§ ABOUT THIS EXERCISE
Only lines with the word "positive" are needed; collect each of them from the listing below.

§ DATA
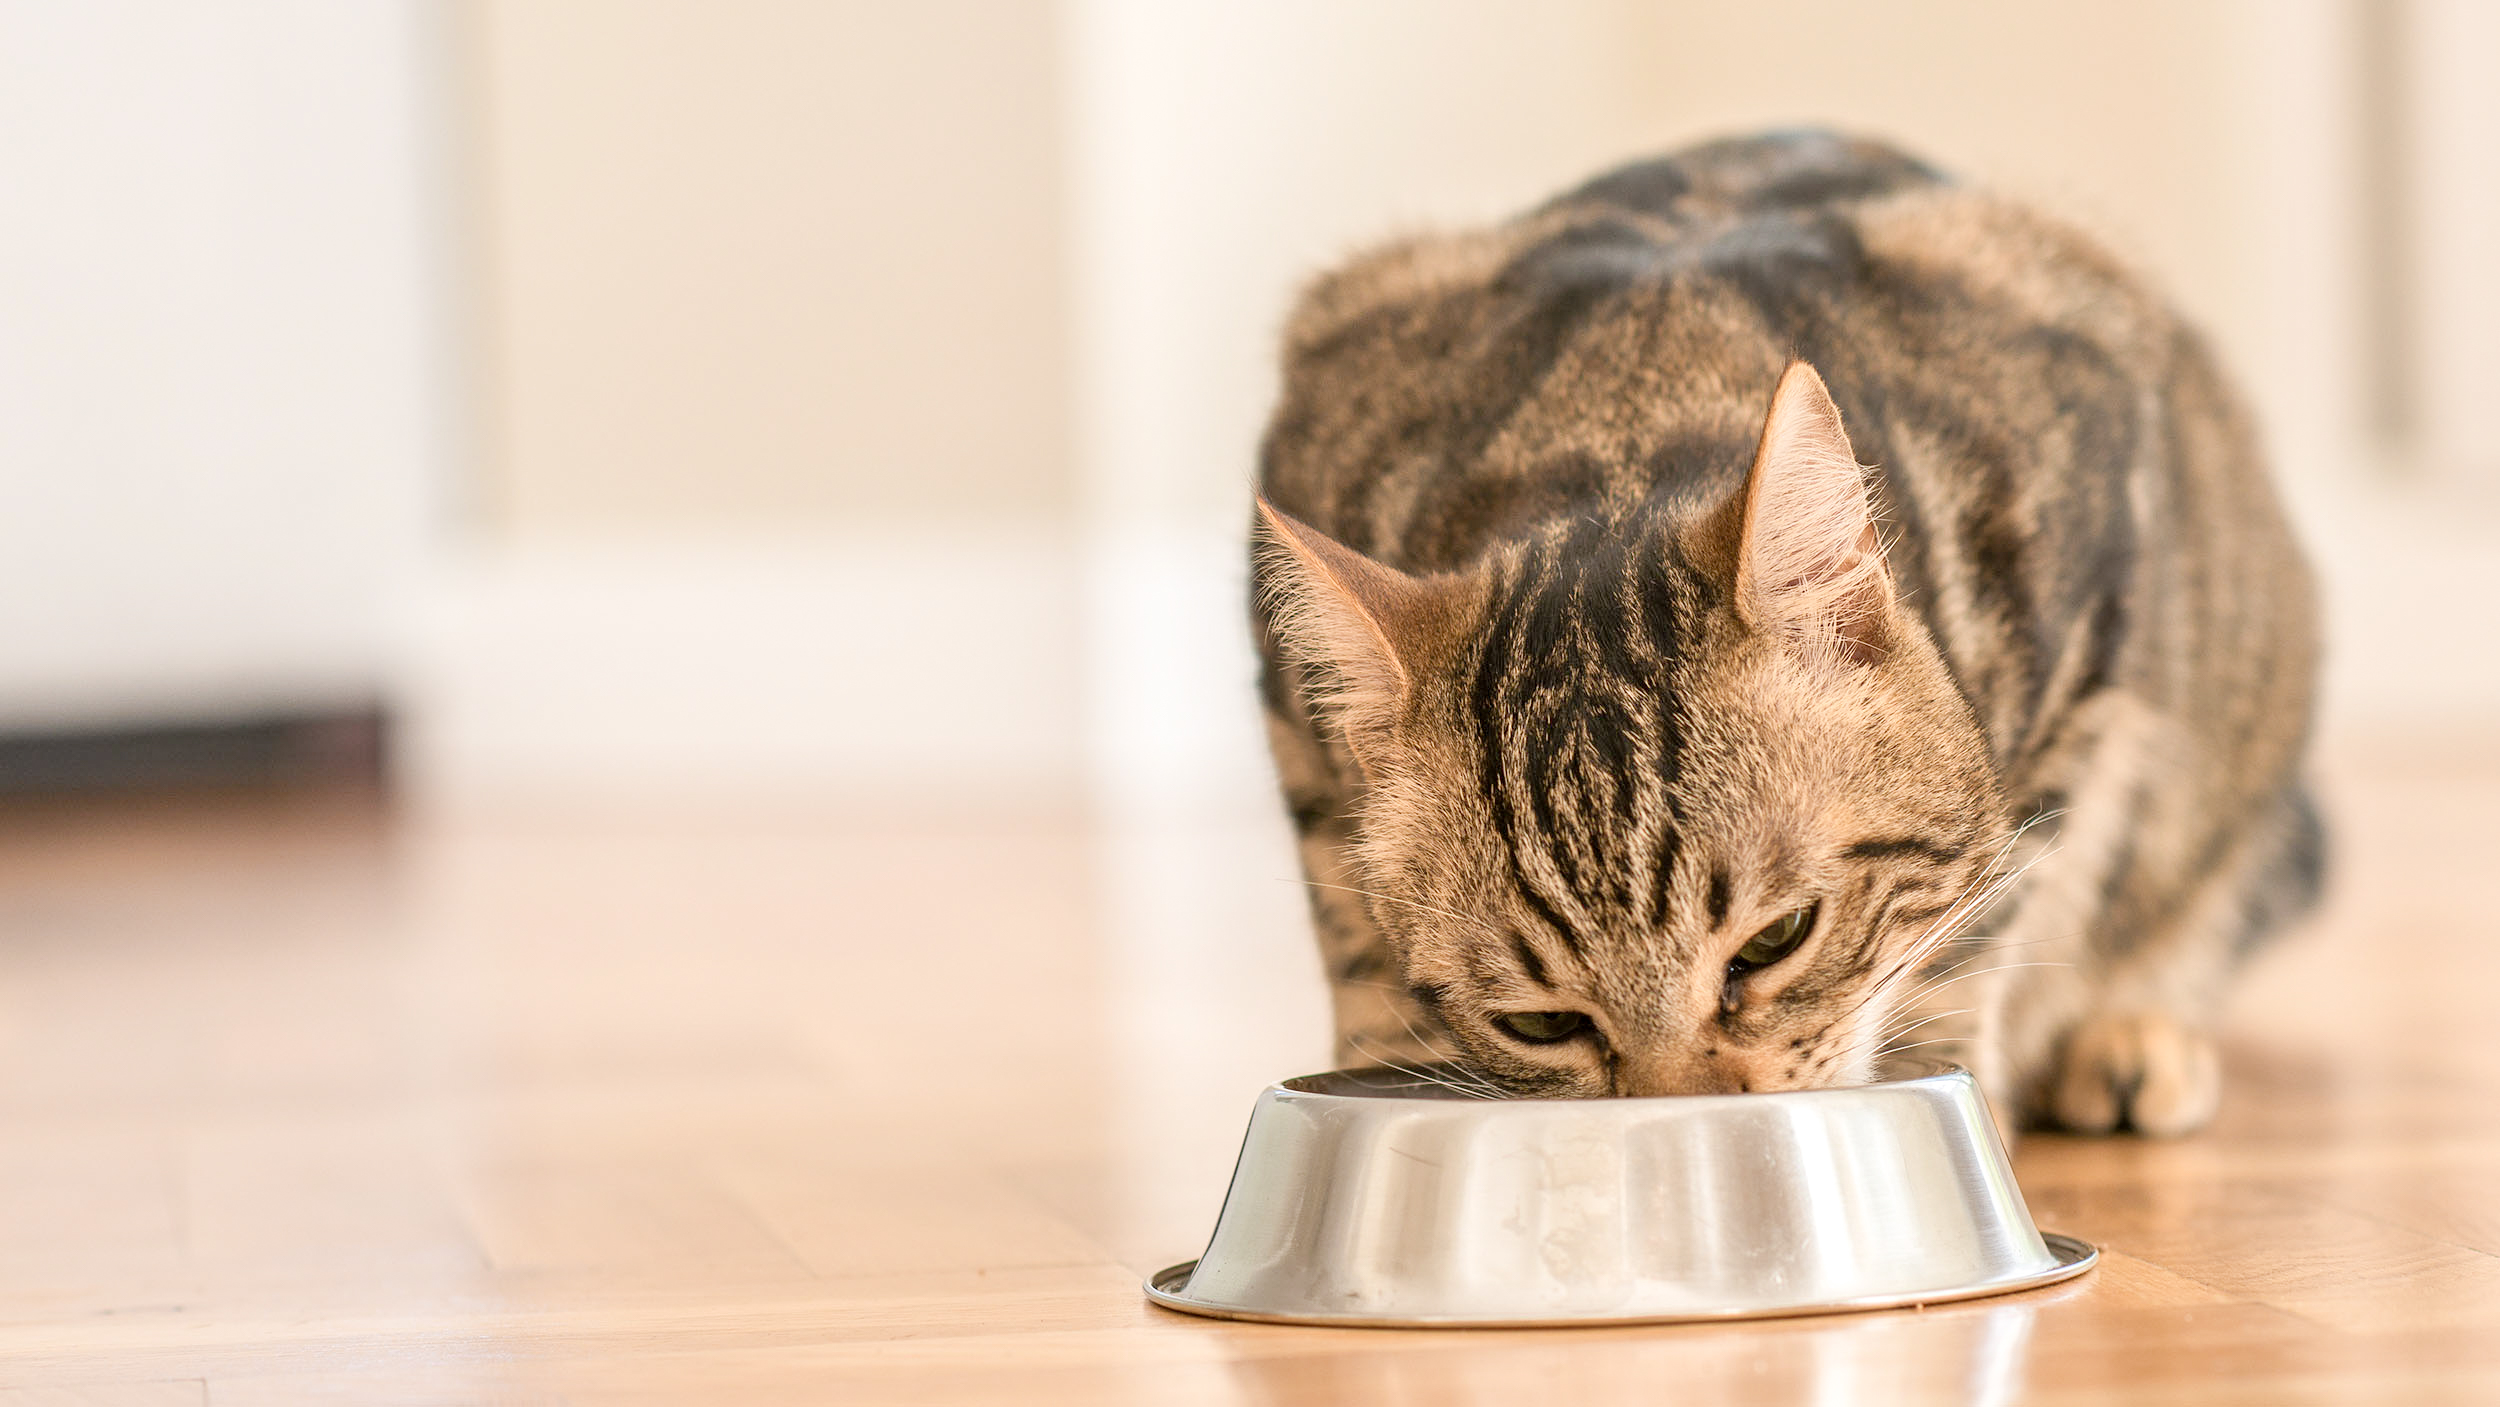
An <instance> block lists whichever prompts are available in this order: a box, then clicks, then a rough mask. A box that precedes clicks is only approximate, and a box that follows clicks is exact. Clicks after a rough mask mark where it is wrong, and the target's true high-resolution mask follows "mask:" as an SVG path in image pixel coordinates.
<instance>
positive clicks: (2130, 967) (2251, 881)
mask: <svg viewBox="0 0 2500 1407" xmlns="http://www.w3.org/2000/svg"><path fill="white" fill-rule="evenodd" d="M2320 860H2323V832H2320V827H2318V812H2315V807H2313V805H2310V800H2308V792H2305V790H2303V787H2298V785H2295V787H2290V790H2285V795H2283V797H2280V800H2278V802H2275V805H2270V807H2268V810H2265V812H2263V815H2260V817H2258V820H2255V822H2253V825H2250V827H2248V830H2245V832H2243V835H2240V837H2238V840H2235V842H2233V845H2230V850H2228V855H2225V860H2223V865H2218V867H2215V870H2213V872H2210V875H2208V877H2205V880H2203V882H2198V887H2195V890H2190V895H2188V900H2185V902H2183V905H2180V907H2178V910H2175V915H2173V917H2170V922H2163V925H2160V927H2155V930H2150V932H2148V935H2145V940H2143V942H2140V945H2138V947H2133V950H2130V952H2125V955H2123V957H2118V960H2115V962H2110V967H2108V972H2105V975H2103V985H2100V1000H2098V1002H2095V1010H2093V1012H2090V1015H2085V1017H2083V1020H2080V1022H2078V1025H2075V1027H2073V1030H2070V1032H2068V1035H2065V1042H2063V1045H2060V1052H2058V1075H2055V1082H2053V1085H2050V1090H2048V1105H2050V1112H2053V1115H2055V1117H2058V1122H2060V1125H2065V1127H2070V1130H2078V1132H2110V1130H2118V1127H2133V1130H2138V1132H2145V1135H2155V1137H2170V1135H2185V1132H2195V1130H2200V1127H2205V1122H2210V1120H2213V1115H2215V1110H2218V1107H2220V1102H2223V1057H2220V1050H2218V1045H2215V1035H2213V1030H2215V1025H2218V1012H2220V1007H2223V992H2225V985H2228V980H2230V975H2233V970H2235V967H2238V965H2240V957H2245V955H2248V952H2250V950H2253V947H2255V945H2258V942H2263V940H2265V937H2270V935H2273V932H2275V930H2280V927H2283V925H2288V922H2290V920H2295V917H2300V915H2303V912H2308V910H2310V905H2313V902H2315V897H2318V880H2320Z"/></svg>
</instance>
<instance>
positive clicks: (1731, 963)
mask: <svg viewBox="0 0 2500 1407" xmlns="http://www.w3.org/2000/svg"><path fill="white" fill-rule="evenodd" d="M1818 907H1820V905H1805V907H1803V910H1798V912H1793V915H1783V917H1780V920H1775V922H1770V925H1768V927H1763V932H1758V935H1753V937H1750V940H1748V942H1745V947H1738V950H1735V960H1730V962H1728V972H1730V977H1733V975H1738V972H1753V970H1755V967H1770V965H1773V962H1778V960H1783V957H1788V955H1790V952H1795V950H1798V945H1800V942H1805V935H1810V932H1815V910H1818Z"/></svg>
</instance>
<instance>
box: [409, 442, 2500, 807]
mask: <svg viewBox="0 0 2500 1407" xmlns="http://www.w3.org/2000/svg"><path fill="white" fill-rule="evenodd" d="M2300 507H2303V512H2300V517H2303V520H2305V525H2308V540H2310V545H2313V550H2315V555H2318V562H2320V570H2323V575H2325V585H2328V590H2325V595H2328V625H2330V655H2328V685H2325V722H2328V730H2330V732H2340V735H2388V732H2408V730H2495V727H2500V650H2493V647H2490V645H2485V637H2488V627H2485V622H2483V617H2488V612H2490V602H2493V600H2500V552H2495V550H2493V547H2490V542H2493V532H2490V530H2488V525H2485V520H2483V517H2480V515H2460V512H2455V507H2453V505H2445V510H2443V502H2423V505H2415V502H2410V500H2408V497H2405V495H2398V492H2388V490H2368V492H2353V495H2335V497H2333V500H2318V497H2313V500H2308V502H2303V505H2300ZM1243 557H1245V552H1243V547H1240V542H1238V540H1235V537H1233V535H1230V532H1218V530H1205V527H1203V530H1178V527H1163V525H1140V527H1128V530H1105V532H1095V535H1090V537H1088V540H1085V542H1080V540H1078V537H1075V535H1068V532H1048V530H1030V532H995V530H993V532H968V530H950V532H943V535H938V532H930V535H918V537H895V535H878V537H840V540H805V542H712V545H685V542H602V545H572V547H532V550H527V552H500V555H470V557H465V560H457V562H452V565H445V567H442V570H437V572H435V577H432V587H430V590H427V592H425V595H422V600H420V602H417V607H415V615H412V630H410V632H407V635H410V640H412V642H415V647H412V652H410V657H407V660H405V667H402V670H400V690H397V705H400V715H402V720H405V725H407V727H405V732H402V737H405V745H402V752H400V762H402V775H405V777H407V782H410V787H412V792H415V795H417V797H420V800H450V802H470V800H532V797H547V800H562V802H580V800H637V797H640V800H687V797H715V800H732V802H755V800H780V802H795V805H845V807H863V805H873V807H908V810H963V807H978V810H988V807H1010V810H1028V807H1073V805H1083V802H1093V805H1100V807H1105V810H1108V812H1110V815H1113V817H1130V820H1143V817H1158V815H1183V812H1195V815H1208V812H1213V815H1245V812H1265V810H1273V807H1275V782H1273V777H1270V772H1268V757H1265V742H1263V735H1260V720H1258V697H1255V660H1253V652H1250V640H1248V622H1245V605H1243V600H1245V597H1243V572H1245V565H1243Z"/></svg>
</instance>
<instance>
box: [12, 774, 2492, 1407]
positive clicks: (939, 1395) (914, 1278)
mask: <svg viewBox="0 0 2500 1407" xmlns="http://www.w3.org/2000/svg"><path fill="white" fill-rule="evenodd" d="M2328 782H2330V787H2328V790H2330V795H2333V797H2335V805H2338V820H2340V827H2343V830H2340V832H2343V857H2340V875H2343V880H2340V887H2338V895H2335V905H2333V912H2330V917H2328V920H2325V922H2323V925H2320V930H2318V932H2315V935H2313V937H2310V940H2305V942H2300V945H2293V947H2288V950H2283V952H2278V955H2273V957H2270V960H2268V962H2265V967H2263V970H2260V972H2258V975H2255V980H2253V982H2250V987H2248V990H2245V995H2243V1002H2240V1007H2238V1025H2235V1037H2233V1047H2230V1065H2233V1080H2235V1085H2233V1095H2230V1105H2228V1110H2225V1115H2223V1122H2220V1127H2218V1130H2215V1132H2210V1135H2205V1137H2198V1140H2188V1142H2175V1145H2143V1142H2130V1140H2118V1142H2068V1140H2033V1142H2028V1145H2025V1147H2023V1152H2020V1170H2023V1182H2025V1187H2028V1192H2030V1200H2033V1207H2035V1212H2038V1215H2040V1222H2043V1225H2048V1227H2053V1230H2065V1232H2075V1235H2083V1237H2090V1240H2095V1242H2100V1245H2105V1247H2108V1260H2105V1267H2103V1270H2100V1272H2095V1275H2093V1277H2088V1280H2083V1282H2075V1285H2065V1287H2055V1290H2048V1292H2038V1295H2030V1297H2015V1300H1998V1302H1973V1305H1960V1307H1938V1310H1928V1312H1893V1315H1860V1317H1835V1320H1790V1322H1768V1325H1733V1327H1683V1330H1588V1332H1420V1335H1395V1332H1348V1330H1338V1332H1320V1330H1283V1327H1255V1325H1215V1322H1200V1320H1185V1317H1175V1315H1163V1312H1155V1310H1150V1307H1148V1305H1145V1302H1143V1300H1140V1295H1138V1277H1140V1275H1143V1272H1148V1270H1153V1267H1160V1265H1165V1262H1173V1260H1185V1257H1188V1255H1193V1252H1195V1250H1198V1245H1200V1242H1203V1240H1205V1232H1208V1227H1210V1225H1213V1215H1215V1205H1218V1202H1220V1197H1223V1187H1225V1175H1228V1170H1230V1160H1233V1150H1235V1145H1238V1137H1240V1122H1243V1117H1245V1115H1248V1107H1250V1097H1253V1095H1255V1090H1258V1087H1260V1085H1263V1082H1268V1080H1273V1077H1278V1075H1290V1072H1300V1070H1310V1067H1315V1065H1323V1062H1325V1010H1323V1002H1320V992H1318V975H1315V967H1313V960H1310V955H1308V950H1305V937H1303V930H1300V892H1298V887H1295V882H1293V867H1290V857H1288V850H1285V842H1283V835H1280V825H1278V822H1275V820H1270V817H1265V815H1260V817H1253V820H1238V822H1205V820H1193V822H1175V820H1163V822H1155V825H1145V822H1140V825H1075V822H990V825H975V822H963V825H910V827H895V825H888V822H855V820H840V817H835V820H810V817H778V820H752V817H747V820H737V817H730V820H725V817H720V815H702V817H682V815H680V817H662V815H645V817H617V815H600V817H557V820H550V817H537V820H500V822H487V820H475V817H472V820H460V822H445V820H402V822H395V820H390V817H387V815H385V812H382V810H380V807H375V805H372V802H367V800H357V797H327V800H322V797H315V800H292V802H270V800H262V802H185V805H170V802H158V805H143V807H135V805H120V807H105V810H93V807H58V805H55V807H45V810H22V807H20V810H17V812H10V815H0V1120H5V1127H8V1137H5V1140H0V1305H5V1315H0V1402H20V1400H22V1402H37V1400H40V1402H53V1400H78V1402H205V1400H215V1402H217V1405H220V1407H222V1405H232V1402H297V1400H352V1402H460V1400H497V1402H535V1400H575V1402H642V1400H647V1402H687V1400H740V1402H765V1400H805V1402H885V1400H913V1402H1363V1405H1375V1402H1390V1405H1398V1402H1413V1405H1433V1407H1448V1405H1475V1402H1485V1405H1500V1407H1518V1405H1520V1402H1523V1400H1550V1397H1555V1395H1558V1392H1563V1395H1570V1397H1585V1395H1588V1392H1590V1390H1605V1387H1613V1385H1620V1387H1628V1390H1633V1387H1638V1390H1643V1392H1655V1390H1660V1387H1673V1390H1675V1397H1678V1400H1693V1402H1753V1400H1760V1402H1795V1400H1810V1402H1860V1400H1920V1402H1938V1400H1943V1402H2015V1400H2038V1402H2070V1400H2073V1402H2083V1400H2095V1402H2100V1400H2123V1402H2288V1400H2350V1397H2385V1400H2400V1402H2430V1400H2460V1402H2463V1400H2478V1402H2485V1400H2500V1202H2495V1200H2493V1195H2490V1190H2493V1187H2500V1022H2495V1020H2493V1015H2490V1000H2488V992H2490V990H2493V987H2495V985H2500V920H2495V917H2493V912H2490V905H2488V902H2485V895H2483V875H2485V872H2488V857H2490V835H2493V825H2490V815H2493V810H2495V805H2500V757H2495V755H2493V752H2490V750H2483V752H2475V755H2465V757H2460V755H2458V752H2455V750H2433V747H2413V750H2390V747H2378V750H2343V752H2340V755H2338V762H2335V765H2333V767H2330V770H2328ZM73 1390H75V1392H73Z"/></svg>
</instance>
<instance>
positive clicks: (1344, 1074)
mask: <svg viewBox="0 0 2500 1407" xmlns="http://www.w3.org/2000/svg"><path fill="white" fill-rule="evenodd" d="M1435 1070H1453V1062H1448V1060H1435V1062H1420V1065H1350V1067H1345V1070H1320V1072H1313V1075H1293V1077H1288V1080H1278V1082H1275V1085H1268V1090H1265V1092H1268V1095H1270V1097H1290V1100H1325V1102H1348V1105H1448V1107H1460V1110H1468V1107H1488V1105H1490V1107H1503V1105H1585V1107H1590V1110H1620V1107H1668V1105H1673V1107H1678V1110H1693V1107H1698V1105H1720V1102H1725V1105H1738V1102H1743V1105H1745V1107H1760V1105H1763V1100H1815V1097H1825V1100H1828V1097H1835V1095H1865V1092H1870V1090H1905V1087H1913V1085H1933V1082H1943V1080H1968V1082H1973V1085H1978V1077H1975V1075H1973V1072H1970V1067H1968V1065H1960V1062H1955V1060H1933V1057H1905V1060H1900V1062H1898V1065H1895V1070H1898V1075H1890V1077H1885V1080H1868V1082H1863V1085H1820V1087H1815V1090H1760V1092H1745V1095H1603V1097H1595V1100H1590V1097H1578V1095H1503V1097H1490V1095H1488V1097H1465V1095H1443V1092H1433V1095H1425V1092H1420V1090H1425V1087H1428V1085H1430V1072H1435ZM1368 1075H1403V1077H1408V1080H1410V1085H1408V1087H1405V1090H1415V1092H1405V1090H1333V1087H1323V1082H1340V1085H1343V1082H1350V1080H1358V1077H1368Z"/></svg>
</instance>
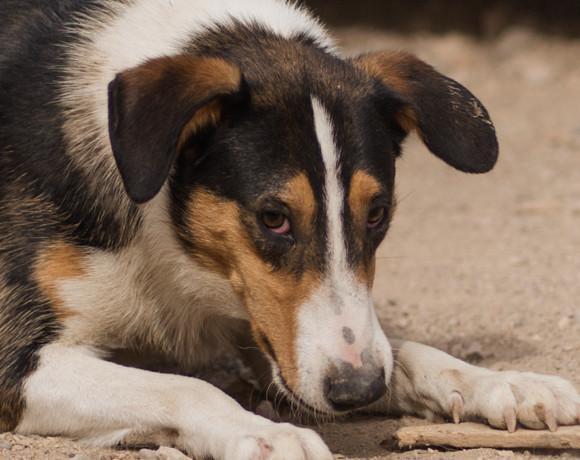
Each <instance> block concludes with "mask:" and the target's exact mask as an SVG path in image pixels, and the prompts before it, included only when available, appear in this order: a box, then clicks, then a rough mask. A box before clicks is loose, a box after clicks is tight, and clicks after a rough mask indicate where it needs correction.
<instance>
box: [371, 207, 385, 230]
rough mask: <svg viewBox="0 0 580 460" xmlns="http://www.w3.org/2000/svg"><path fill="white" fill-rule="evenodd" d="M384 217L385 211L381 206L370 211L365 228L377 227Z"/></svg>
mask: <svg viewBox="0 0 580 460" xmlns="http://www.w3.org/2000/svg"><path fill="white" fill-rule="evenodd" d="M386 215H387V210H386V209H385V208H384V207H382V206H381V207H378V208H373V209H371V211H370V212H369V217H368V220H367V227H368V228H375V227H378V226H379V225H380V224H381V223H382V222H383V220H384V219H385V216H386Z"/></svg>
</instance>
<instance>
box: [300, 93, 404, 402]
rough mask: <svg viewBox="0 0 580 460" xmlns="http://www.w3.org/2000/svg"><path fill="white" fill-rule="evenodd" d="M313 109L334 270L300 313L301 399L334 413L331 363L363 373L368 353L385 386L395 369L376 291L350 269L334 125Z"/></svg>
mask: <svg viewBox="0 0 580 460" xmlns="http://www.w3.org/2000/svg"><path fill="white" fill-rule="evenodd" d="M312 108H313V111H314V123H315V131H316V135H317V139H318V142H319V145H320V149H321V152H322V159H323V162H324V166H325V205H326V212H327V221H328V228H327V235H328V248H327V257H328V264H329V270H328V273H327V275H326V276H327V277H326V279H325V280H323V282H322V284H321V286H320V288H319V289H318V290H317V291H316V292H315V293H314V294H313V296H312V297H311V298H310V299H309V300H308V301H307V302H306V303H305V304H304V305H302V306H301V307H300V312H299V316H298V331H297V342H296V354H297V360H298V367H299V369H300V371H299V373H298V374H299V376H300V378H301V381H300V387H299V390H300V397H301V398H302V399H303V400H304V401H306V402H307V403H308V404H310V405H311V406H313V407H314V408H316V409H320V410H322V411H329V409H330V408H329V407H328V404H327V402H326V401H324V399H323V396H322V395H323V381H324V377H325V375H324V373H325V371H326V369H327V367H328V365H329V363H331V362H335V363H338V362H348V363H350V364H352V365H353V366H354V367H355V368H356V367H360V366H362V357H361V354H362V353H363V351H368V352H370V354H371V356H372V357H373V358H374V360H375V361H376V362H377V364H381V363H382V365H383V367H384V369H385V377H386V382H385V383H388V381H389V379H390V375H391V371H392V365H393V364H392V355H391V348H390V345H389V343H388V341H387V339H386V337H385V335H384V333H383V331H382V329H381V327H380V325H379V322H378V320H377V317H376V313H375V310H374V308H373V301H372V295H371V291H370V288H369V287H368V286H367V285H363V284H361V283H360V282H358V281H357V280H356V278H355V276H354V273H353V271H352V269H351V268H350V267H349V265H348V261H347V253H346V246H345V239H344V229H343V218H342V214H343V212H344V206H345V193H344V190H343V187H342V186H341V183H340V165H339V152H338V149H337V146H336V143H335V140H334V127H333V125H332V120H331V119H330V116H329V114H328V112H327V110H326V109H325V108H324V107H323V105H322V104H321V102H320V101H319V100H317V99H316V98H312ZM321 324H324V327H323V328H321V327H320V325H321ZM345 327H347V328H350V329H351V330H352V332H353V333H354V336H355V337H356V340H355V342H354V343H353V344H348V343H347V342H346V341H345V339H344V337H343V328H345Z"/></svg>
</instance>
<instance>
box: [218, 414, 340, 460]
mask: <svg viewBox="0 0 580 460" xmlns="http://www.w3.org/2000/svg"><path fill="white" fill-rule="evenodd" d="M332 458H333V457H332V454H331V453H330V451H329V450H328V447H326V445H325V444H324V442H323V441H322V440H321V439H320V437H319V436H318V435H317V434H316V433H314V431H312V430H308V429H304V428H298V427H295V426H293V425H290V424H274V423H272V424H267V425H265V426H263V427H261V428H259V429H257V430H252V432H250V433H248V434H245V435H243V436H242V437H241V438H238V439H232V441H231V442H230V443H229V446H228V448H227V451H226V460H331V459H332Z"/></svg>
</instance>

§ RESPONSE TO THIS EXERCISE
positive clicks: (2130, 967) (2251, 881)
positive clicks: (1731, 963)
positive clicks: (939, 1395) (914, 1278)
positive clicks: (1344, 1074)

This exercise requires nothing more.